=== Task objective ===
Copy out every line of the items below word for word, without changing anything.

# Start of Stored records

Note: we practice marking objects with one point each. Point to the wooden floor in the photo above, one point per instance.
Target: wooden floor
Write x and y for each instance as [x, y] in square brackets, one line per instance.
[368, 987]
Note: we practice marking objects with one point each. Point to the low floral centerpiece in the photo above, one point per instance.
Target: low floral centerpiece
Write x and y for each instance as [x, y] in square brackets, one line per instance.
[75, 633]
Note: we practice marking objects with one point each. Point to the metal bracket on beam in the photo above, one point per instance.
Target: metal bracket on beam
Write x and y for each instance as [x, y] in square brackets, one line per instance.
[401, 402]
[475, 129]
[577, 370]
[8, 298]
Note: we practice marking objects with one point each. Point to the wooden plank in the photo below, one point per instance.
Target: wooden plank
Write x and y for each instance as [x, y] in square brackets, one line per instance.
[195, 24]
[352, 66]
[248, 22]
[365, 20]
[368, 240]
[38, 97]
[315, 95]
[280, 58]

# End of Stored records

=== Written reply ===
Note: we practice marking objects with one point each. Point to the wooden floor in the photo above, one point per instance.
Target: wooden floor
Write x and y for each instance as [x, y] in square brackets, one line per instance.
[368, 987]
Note: we practice marking objects with one point each. Point to the low floral centerpiece in the photo above, one point per instance.
Target: low floral centerpiece
Write x and y for each instance as [x, y] in square brackets, one line per instance.
[75, 633]
Note: we practice marking objects with one point each. Point to the metal bracket on beam in the photo above, one point per instance.
Target: metal bracket on beam
Write x and y for each instance as [x, y] in square brackets, one line per instance.
[401, 402]
[475, 129]
[577, 370]
[8, 298]
Note: we practice marking objects with one point each. Point to the wooden plank in the photo below, one point per instance.
Target: wooden plank
Write x and y for each instance as [x, y] in square brackets, one line per instance.
[195, 24]
[352, 66]
[248, 22]
[365, 20]
[368, 240]
[38, 97]
[315, 95]
[280, 58]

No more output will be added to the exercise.